** Start Recorded information **

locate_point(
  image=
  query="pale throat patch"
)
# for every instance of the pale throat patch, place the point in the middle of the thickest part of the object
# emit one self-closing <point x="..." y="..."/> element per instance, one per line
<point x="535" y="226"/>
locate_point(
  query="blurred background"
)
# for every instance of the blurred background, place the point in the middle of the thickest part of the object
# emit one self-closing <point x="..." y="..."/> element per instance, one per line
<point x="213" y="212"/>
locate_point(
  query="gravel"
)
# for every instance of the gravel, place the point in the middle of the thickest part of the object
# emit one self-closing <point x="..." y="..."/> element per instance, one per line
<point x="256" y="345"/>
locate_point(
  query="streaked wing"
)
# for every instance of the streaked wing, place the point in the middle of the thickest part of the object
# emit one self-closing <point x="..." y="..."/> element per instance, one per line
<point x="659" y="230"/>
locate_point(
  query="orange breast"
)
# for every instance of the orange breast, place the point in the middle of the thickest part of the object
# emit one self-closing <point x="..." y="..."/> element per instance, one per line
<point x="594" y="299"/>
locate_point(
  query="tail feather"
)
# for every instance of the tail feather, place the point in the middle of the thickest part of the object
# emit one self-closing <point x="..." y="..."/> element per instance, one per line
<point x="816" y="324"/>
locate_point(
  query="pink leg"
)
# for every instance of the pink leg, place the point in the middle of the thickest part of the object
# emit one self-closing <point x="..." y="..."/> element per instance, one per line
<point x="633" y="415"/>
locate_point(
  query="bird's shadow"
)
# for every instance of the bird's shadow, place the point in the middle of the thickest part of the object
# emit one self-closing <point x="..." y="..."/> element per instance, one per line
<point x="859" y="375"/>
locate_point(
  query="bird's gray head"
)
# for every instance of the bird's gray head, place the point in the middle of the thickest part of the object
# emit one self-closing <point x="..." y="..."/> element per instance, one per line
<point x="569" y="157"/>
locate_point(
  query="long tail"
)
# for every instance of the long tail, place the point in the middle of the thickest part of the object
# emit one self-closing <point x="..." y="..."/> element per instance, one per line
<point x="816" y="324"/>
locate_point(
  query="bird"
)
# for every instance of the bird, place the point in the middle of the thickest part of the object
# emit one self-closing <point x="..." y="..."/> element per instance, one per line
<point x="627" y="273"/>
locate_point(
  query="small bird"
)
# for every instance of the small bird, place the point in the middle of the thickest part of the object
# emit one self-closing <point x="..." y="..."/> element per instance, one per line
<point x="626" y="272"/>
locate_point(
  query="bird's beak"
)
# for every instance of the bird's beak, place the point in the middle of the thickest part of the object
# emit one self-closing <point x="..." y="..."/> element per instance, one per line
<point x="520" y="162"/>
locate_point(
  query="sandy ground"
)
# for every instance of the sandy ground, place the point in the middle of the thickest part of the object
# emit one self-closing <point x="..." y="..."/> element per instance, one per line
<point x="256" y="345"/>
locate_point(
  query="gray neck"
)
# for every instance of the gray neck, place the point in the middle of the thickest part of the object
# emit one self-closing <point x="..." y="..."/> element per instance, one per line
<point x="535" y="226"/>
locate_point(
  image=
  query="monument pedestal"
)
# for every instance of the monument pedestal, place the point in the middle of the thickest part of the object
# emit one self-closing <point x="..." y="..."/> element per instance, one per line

** End Recorded information **

What you need to do — Copy out the material word for word and line for line.

Result of the exercise —
locate_point(
  image=
  query="pale throat patch"
)
# for every instance of the pale throat patch, place the point in the middle of the thickest part of the object
# emit one self-closing <point x="..." y="..."/> element per instance, one per line
<point x="535" y="226"/>
locate_point(
  query="blurred background"
)
# for every instance of the blurred background, place the point in the middle of the thickest part of the object
# emit one self-closing <point x="..." y="..."/> element per instance, one per line
<point x="213" y="212"/>
locate_point(
  query="gravel"
)
# for every instance of the gravel, place the point in the middle of the thickest part of the object
# emit one self-closing <point x="..." y="..."/> element per instance, one per line
<point x="256" y="345"/>
locate_point(
  query="streaked wing"
)
# for every instance of the streaked wing, place the point in the middle of the thickest part of the object
# emit one self-closing <point x="..." y="..."/> element per instance, one per line
<point x="659" y="230"/>
locate_point(
  query="orange breast"
)
# for every instance of the orange breast, place the point in the middle of the thickest part of the object
# emit one self-closing <point x="..." y="..."/> element per instance, one per line
<point x="594" y="299"/>
locate_point(
  query="tail feather"
)
# for every instance of the tail feather, place the point in the middle of the thickest part of the object
# emit one self-closing <point x="..." y="..."/> element per instance, one per line
<point x="816" y="324"/>
locate_point(
  query="pink leg"
)
# for every instance of the pink leg, place the point in the middle of the thickest part of the object
# emit one self-closing <point x="..." y="..."/> element per instance, one per line
<point x="633" y="415"/>
locate_point(
  query="bird's shadow"
)
# for every instance of the bird's shadow, place the point in the middle of the thickest part of the object
# emit one self-closing <point x="..." y="..."/> element per instance, one per line
<point x="859" y="375"/>
locate_point(
  query="bird's gray head"
)
# for every instance of the bird's gray head, place the point in the middle of the thickest part of the object
# emit one self-closing <point x="..." y="..."/> element per instance, one per line
<point x="569" y="157"/>
locate_point(
  query="long tail"
)
# for every instance of the long tail, place the point in the middle of the thickest part of the object
# emit one self-closing <point x="..." y="..."/> element per instance, one per line
<point x="816" y="324"/>
locate_point(
  query="bird"
)
# for every instance of the bird, place the point in the middle of the thickest part of the object
# emit one self-closing <point x="..." y="..."/> element per instance, one per line
<point x="627" y="273"/>
locate_point(
  query="small bird"
)
# for every instance of the small bird, place the point in the middle of the thickest part of the object
# emit one self-closing <point x="..." y="..."/> element per instance, one per line
<point x="626" y="272"/>
locate_point(
  query="bird's beak"
)
# for every instance of the bird's beak, place the point in the middle of the thickest part of the object
# emit one self-closing <point x="..." y="..."/> element per instance, one per line
<point x="520" y="162"/>
locate_point(
  query="sandy ground"
)
# for every instance of the sandy ground, place the point in the middle of the thickest part of the object
# emit one self-closing <point x="..." y="..."/> element per instance, one per line
<point x="256" y="345"/>
locate_point(
  query="gray neck"
)
# for every instance of the gray neck, place the point in the middle of the thickest part of the object
# emit one self-closing <point x="..." y="..."/> element per instance, one per line
<point x="535" y="226"/>
locate_point(
  image=
  query="monument pedestal"
)
# for every instance of the monument pedestal, place the point in the middle of the thickest part of the object
# emit one self-closing <point x="..." y="..."/> element per instance, one per line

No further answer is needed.